*** Block opens ***
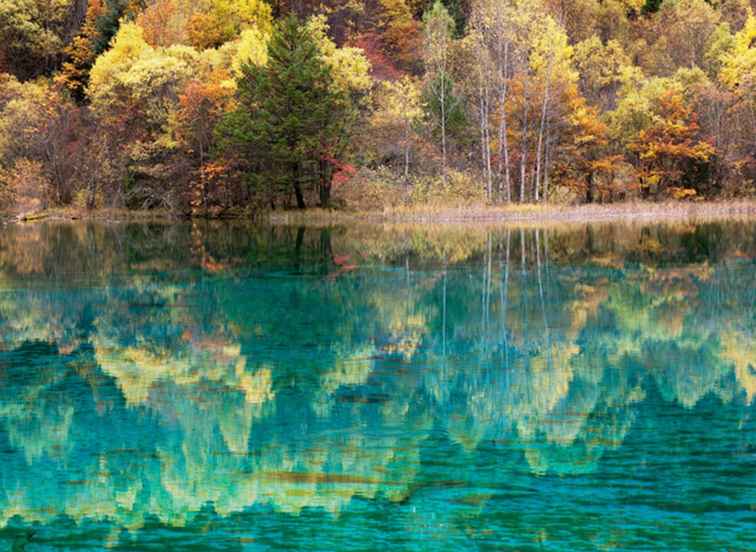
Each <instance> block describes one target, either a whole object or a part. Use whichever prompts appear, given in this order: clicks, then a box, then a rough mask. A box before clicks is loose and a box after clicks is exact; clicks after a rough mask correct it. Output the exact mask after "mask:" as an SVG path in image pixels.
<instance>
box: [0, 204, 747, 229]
mask: <svg viewBox="0 0 756 552" xmlns="http://www.w3.org/2000/svg"><path fill="white" fill-rule="evenodd" d="M733 217H736V218H751V217H754V218H756V200H737V201H717V202H666V203H647V202H634V203H612V204H606V205H532V204H525V205H520V204H513V205H503V206H487V205H480V206H471V207H464V208H455V207H448V208H423V207H413V208H396V209H386V210H383V211H353V210H336V209H333V210H329V209H308V210H305V211H298V210H292V211H273V212H270V213H268V214H267V215H265V216H263V217H260V218H259V219H258V220H259V221H261V222H269V223H271V224H276V225H315V226H325V225H333V224H364V223H376V224H393V223H396V224H404V223H411V224H434V225H435V224H500V223H538V224H548V223H551V222H554V223H564V222H580V223H584V222H594V221H595V222H600V221H612V220H625V221H645V222H665V221H670V220H678V221H680V220H699V219H726V218H733ZM182 218H183V217H180V216H177V215H175V214H172V213H170V212H168V211H157V210H155V211H132V210H127V209H99V210H93V211H87V210H81V209H71V208H66V209H47V210H44V211H37V212H33V213H27V214H25V215H23V216H11V215H6V216H5V220H6V221H19V222H22V223H34V222H39V221H44V220H93V221H102V222H163V223H164V222H173V221H177V220H181V219H182ZM226 218H229V219H236V220H244V219H247V218H248V215H244V214H242V213H239V214H237V215H233V214H232V215H231V216H228V217H226Z"/></svg>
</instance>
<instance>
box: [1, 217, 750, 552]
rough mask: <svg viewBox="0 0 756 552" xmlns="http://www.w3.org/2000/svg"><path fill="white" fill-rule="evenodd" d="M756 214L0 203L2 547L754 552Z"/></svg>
mask: <svg viewBox="0 0 756 552" xmlns="http://www.w3.org/2000/svg"><path fill="white" fill-rule="evenodd" d="M755 329H756V223H755V222H753V221H730V222H702V223H700V224H694V223H685V224H675V225H665V224H661V225H641V224H599V225H586V224H573V225H568V226H553V227H526V228H520V227H511V228H510V227H491V228H481V227H455V226H447V227H401V226H365V227H359V228H348V229H347V228H339V227H334V228H290V227H267V228H266V227H251V226H244V225H241V224H230V223H209V222H196V223H185V224H170V225H169V224H165V225H161V224H110V225H105V224H95V223H52V222H50V223H40V224H31V225H16V226H14V225H11V226H5V227H2V228H0V550H5V549H6V548H7V549H9V550H11V549H12V550H27V551H38V550H40V551H41V550H57V549H67V550H73V549H75V550H101V549H103V548H109V549H114V550H185V549H186V550H213V549H217V550H297V549H299V550H324V551H326V550H375V549H386V550H389V549H391V550H473V549H483V550H488V549H497V550H501V549H504V550H570V551H571V550H595V549H598V550H643V549H660V548H668V549H672V550H706V551H711V550H730V551H734V550H753V546H754V535H756V339H755V336H754V330H755Z"/></svg>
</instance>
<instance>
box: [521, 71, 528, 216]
mask: <svg viewBox="0 0 756 552" xmlns="http://www.w3.org/2000/svg"><path fill="white" fill-rule="evenodd" d="M527 90H528V89H527V80H525V82H524V85H523V91H522V98H523V101H524V102H525V114H524V117H523V121H522V137H521V139H520V142H521V144H520V203H525V172H526V168H527V164H528V107H529V104H528V94H527Z"/></svg>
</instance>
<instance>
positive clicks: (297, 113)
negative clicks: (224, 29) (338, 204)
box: [219, 16, 344, 209]
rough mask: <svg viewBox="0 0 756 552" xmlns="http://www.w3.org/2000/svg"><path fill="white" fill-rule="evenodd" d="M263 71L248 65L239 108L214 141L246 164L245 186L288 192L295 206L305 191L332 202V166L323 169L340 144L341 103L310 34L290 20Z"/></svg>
mask: <svg viewBox="0 0 756 552" xmlns="http://www.w3.org/2000/svg"><path fill="white" fill-rule="evenodd" d="M268 56H269V57H268V64H267V65H266V66H265V67H257V66H254V65H247V66H245V67H244V68H243V71H242V76H241V78H240V80H239V82H238V92H237V96H238V101H239V108H238V109H237V110H236V112H234V113H231V114H229V115H228V116H227V117H226V118H225V119H224V121H223V122H222V123H221V126H220V128H219V135H220V138H221V143H222V144H223V145H225V146H226V147H228V146H229V145H230V146H233V147H236V148H237V149H238V150H241V151H240V153H241V155H242V156H243V157H245V158H246V160H247V170H248V175H249V178H250V180H251V181H252V182H253V183H256V184H257V185H258V186H262V187H267V188H268V189H267V191H268V192H272V193H273V194H274V195H275V194H276V193H280V192H281V191H284V190H287V189H288V190H292V191H293V192H294V196H295V198H296V203H297V207H299V208H300V209H303V208H305V206H306V204H305V192H306V191H307V190H308V189H309V188H313V189H316V190H317V191H318V192H319V199H320V203H321V205H323V206H325V205H327V204H328V201H329V198H330V170H331V169H330V167H329V166H328V165H329V164H328V163H326V162H324V160H325V159H326V158H327V156H328V154H329V146H330V144H332V143H334V142H336V141H337V139H338V136H337V134H338V132H339V131H340V125H339V120H338V119H339V117H340V115H341V109H340V108H341V106H343V105H344V101H343V98H341V97H340V95H339V94H338V93H336V92H334V90H333V89H332V87H331V81H332V78H331V72H330V69H329V68H328V66H327V65H325V63H324V62H323V60H322V59H321V56H320V52H319V50H318V47H317V45H316V43H315V42H314V40H313V38H312V37H311V36H310V35H309V33H308V31H307V29H306V28H305V27H304V26H303V25H301V23H300V22H299V20H298V19H297V18H296V17H294V16H289V17H287V18H285V19H284V20H282V21H281V22H280V23H279V24H278V25H277V27H276V28H275V30H274V34H273V37H272V39H271V43H270V47H269V52H268Z"/></svg>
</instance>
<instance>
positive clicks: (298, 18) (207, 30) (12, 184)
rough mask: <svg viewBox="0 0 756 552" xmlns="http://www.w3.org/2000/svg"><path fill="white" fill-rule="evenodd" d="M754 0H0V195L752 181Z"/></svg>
mask: <svg viewBox="0 0 756 552" xmlns="http://www.w3.org/2000/svg"><path fill="white" fill-rule="evenodd" d="M754 9H755V5H754V1H753V0H750V2H749V0H433V1H432V0H323V1H322V2H316V1H314V0H271V2H270V3H267V2H266V1H265V0H0V210H10V211H13V210H27V211H28V210H30V209H45V208H51V207H73V208H80V209H103V208H122V209H139V210H143V209H162V210H166V211H169V212H172V213H176V214H182V215H187V216H211V217H216V216H225V215H229V214H231V213H258V212H261V211H266V210H270V209H289V208H300V209H302V208H308V207H315V206H320V207H336V208H349V209H355V210H370V209H382V208H385V207H387V206H413V205H458V206H467V205H491V204H507V203H556V204H575V203H607V202H613V201H627V200H636V199H638V200H648V201H657V200H665V201H666V200H704V199H729V198H734V197H748V196H752V195H753V193H754V179H755V178H756V139H755V137H756V16H755V15H754Z"/></svg>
*** Block closes ***
Skip the pictures, then retype every line above exactly.

Each <instance> block describes one target, either a whole object or a part. Use whichever prompts appear, given in this order: clicks, then a box, then a rough mask. A box before clicks is loose and a box after clicks is exact; clicks after a rough mask correct it. Output the exact mask after "mask:" as an SVG path in image pixels.
<instance>
box: [0, 204, 747, 229]
mask: <svg viewBox="0 0 756 552" xmlns="http://www.w3.org/2000/svg"><path fill="white" fill-rule="evenodd" d="M733 217H736V218H751V217H754V218H756V200H737V201H717V202H666V203H647V202H634V203H612V204H606V205H532V204H525V205H520V204H513V205H503V206H487V205H480V206H471V207H464V208H455V207H448V208H423V207H413V208H396V209H386V210H383V211H353V210H336V209H333V210H329V209H308V210H305V211H298V210H292V211H273V212H270V213H268V214H267V215H265V216H263V217H260V218H259V219H258V220H259V221H261V222H269V223H271V224H276V225H315V226H325V225H333V224H364V223H376V224H393V223H396V224H404V223H411V224H434V225H435V224H500V223H538V224H548V223H551V222H554V223H564V222H580V223H584V222H594V221H595V222H600V221H612V220H625V221H645V222H665V221H670V220H678V221H680V220H699V219H726V218H733ZM182 218H183V217H180V216H177V215H175V214H172V213H170V212H168V211H157V210H155V211H132V210H127V209H99V210H93V211H87V210H81V209H71V208H66V209H47V210H44V211H37V212H33V213H27V214H25V215H23V216H11V215H6V216H5V220H6V221H19V222H22V223H34V222H39V221H44V220H93V221H102V222H163V223H164V222H173V221H177V220H181V219H182ZM226 218H229V219H236V220H244V219H247V218H248V215H244V214H242V213H239V214H237V215H233V214H232V215H231V216H228V217H226Z"/></svg>
</instance>
<instance>
box: [1, 217, 750, 552]
rough mask: <svg viewBox="0 0 756 552" xmlns="http://www.w3.org/2000/svg"><path fill="white" fill-rule="evenodd" d="M756 214L0 203L2 547L754 552Z"/></svg>
mask: <svg viewBox="0 0 756 552" xmlns="http://www.w3.org/2000/svg"><path fill="white" fill-rule="evenodd" d="M755 329H756V223H755V222H753V221H730V222H702V223H700V224H694V223H685V224H675V225H665V224H661V225H641V224H599V225H586V224H573V225H568V226H553V227H526V228H520V227H511V228H510V227H491V228H481V227H455V226H447V227H401V226H365V227H359V228H348V229H347V228H339V227H334V228H290V227H267V228H266V227H251V226H244V225H241V224H230V223H209V222H196V223H185V224H170V225H169V224H165V225H161V224H110V225H105V224H95V223H52V222H50V223H40V224H31V225H16V226H14V225H11V226H5V227H2V228H0V550H5V549H6V548H7V549H9V550H11V549H12V550H27V551H38V550H40V551H41V550H57V549H67V550H73V549H75V550H101V549H103V548H109V549H114V550H185V549H186V550H213V549H217V550H297V549H299V550H324V551H326V550H375V549H386V550H389V549H391V550H473V549H483V550H488V549H497V550H501V549H504V550H570V551H571V550H595V549H598V550H643V549H660V548H668V549H672V550H706V551H711V550H730V551H734V550H753V546H754V535H756V339H755V336H754V330H755Z"/></svg>
</instance>
<instance>
box: [521, 71, 528, 216]
mask: <svg viewBox="0 0 756 552" xmlns="http://www.w3.org/2000/svg"><path fill="white" fill-rule="evenodd" d="M527 90H528V89H527V80H525V82H524V85H523V91H522V98H523V101H524V102H525V114H524V117H523V121H522V137H521V139H520V142H521V144H520V203H525V172H526V168H527V164H528V107H529V104H528V94H527Z"/></svg>
</instance>
<instance>
positive clicks: (297, 113)
negative clicks: (224, 29) (338, 204)
box: [219, 16, 344, 209]
rough mask: <svg viewBox="0 0 756 552" xmlns="http://www.w3.org/2000/svg"><path fill="white" fill-rule="evenodd" d="M263 71L248 65L239 108L214 141L246 164L245 186L288 192L295 206L305 191L332 202V166L323 169L340 144L341 103L310 34L290 20Z"/></svg>
mask: <svg viewBox="0 0 756 552" xmlns="http://www.w3.org/2000/svg"><path fill="white" fill-rule="evenodd" d="M268 56H269V57H268V64H267V65H266V66H265V67H257V66H254V65H247V66H245V67H244V68H243V71H242V76H241V78H240V80H239V82H238V92H237V96H238V101H239V108H238V109H237V110H236V112H234V113H231V114H229V115H228V116H227V117H226V118H225V119H224V121H223V122H222V123H221V126H220V128H219V135H220V138H221V143H222V144H223V145H225V146H226V147H228V146H229V145H230V146H233V147H236V148H237V149H238V150H241V151H240V153H241V155H242V156H243V157H245V158H246V160H247V170H248V175H249V178H250V180H251V181H252V182H253V183H256V184H257V185H258V186H262V187H267V188H268V189H267V191H268V192H272V193H273V194H274V195H275V194H276V193H280V192H281V191H284V190H287V189H288V190H292V191H293V192H294V196H295V198H296V203H297V207H299V208H300V209H303V208H305V206H306V204H305V192H306V191H307V190H308V189H309V188H313V189H316V190H317V191H318V192H319V199H320V203H321V205H323V206H325V205H327V204H328V201H329V198H330V170H331V169H330V167H329V166H328V165H329V164H328V163H326V162H324V160H325V159H326V158H327V156H328V154H329V146H330V144H332V143H334V142H336V141H337V139H338V136H337V134H338V132H339V131H340V125H339V120H338V119H339V117H340V115H341V109H340V108H341V106H343V105H344V101H343V98H341V97H340V95H339V94H338V93H336V92H334V90H333V89H332V87H331V81H332V78H331V72H330V69H329V68H328V66H327V65H325V63H324V62H323V60H322V59H321V56H320V52H319V50H318V47H317V45H316V43H315V42H314V40H313V38H312V37H311V36H310V35H309V33H308V31H307V29H306V28H305V27H304V26H303V25H301V23H300V22H299V20H298V19H297V18H296V17H294V16H289V17H287V18H285V19H284V20H282V21H281V22H280V23H279V24H278V25H277V27H276V28H275V30H274V34H273V37H272V39H271V43H270V47H269V52H268Z"/></svg>
</instance>
<instance>
positive clicks: (298, 18) (207, 30) (12, 184)
rough mask: <svg viewBox="0 0 756 552" xmlns="http://www.w3.org/2000/svg"><path fill="white" fill-rule="evenodd" d="M754 0H0V195L752 181Z"/></svg>
mask: <svg viewBox="0 0 756 552" xmlns="http://www.w3.org/2000/svg"><path fill="white" fill-rule="evenodd" d="M754 9H755V5H754V1H753V0H750V2H749V0H433V1H432V0H323V1H322V2H316V1H314V0H271V2H270V3H267V2H266V1H265V0H0V210H10V211H13V210H27V211H28V210H30V209H45V208H51V207H73V208H80V209H103V208H122V209H139V210H143V209H162V210H166V211H169V212H172V213H176V214H182V215H187V216H211V217H216V216H225V215H229V214H231V213H258V212H261V211H266V210H270V209H289V208H300V209H302V208H308V207H315V206H320V207H336V208H349V209H355V210H370V209H382V208H385V207H387V206H413V205H458V206H467V205H491V204H507V203H556V204H575V203H607V202H613V201H627V200H636V199H638V200H648V201H657V200H665V201H666V200H704V199H729V198H734V197H748V196H752V195H753V193H754V179H755V178H756V139H755V137H756V16H755V15H754Z"/></svg>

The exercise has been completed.